* Article:

Start

Be sure to read her books, and connect with her on social media.


Guest Author Catherine Cavendish on ‘Waking the Ancients’

Welcoming back Guest Author Catherine Cavendish to the blog today, with a fascinating post on her new book Waking the Ancients. Take it away Cat!

Set – God of Chaos, Friend of the Dead

My new novel – Waking the Ancients – centres on a sinister archeologist called Dr. Emeryk Quintillus and his deadly obsession with the last Egyptian Pharaoh – Cleopatra. His quest to possess her immortal spirit leads to his involvement with a major ancient Egyptian deity – the god Set.

Dangerous, unpredictable – but a good friend to have in a crisis, Set was one of the most ancient of the Egyptian gods – and exceptionally well connected.

Brother of Osiris, Horus the Elder, Isis and Nephthys, he was the god of storms, chaos, earthquakes, and all manner of natural disasters, but he was also a friend of the dead, helping them to ascend his ladder to transport them to heaven and he protected desert oases. He was unhinged in many ways and prone to extreme violence, right from the time he lay in his mother’s womb. Instead of waiting to be born naturally, legend has it that he ripped himself from his mother’s body.

Married incestuously to his sister, Nephthys, he was the antithesis of everything she represented. He was the earth, she was the air. He represented the desert and, as such, was infertile. She, on the other hand, had designs on her much more handsome brother Osiris who was married to Isis (evidently, they liked to keep everything in the family – a trait they shared with the Cleopatra’s Ptolemaic dynasty, among others). One day Nephthys disguised herself as Isis and seduced Osiris who, it is said, did not realise he had been tricked. A child, the god Anubis, was conceived out of this union and that is when the trouble really began.

When he found out about her infidelity, Set was enraged but decided to wreak his vengeance on his sibling rather than his faithless wife. He already had form in attacking his brothers. In a power struggle for control of Egypt which lasted eighty years, Set plucked out one of Horus’s eyes. Horus responded by ripping off one of Set’s testicles. Now that’s what I call a dysfunctional family!

Set was determined to kill Osiris and enlisted the help of his followers into tricking his brother. Set laid on a great feast in honour of Osiris and presented him with an elaborate chest which he said he would give to whichever guest fitted into it. One after the other tried, but failed. Then Osiris had a go and, of course, it fitted perfectly. Before he could escape, Set’s followers nailed it shut and tossed it into the Nile.

A distraught Isis found it, brought it home but was unable to prevent Set from taking it from her. He opened the chest and dismembered the body which was intact – except for his penis which had been eaten by a fish in the river. Set then scattered his body parts all over Egypt. Isis and Nephthys began searching for the pieces of Osiris’s body and reassembled them. Even without his penis, Isis managed to somehow magically conceive a son – another Horus.

There was another side to Set. On a positive note, he was the protector of the sun god Ra, who made his nightly journey in a barque across the heavens to rise again in the morning. But even in his role of protector, Set could not resist his evil side. He threatened Ra with storms if he did not treat him in the manner to which he felt was his due. Ra tired of his threats and expelled him from his barque. Other gods would assume his role.

End

* Given exercise 1: According to the blog post, how long did the power struggle between Set and Horus for control of Egypt last?

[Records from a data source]

Start

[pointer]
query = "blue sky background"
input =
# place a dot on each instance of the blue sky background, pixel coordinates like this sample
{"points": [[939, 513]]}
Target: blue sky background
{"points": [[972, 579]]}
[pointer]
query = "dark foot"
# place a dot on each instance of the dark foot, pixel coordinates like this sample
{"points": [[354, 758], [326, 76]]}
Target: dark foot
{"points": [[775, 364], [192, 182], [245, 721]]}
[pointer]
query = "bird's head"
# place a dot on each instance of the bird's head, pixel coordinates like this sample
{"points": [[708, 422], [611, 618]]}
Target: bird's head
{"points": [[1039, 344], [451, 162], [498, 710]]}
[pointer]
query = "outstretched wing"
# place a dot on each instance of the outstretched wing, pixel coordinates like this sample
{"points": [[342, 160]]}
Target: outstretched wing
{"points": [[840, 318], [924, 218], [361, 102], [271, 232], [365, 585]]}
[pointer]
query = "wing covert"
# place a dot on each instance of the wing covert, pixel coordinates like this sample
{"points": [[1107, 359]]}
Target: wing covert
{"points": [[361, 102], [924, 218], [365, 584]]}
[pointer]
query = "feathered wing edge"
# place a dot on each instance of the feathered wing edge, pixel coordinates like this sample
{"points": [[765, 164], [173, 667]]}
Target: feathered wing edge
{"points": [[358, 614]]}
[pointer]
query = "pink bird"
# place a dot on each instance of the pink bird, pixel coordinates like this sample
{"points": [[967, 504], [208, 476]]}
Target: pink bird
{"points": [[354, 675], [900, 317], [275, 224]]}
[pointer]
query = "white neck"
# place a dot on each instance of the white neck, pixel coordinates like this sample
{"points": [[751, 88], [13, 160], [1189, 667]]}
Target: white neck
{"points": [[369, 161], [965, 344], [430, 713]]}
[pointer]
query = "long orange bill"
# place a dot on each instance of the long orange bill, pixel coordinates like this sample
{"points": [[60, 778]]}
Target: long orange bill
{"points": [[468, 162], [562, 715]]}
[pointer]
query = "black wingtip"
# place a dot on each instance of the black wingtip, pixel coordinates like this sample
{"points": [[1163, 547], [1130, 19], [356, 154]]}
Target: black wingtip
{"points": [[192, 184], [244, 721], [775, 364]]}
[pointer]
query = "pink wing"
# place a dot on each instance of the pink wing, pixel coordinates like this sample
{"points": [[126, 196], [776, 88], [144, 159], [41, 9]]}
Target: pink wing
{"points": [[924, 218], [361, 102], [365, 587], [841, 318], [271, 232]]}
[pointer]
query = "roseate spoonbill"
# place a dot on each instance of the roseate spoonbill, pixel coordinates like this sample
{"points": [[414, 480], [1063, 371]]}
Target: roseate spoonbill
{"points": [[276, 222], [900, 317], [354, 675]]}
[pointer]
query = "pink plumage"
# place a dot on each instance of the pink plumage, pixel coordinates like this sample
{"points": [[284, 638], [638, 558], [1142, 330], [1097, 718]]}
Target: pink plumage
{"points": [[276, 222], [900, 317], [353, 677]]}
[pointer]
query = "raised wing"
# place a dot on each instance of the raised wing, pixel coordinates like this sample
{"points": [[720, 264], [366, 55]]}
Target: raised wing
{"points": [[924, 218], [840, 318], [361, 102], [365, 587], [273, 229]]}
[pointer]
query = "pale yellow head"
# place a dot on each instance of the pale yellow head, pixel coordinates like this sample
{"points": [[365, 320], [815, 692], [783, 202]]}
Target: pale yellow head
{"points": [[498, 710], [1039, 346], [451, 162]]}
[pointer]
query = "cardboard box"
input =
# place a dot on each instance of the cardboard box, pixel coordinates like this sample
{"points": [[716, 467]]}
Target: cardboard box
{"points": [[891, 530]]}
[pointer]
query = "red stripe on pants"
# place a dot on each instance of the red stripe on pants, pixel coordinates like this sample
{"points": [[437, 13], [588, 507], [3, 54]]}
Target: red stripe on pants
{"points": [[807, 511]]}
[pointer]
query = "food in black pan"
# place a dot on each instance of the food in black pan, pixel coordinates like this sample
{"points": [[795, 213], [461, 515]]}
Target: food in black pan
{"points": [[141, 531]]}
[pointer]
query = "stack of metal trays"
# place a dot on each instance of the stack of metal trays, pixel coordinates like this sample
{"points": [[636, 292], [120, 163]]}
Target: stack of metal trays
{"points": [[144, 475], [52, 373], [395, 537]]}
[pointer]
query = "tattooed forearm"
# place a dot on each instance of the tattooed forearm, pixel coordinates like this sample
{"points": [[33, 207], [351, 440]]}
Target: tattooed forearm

End

* Given exercise 2: Identify every line in the rows that contains the word "metal", and copy each one. Case counts.

* Correct result 1: Eighty years.

* Correct result 2:
query = "stack of metal trays"
# place a dot on each instance of the stack of metal trays, pixel coordinates like this sample
Target: stack of metal trays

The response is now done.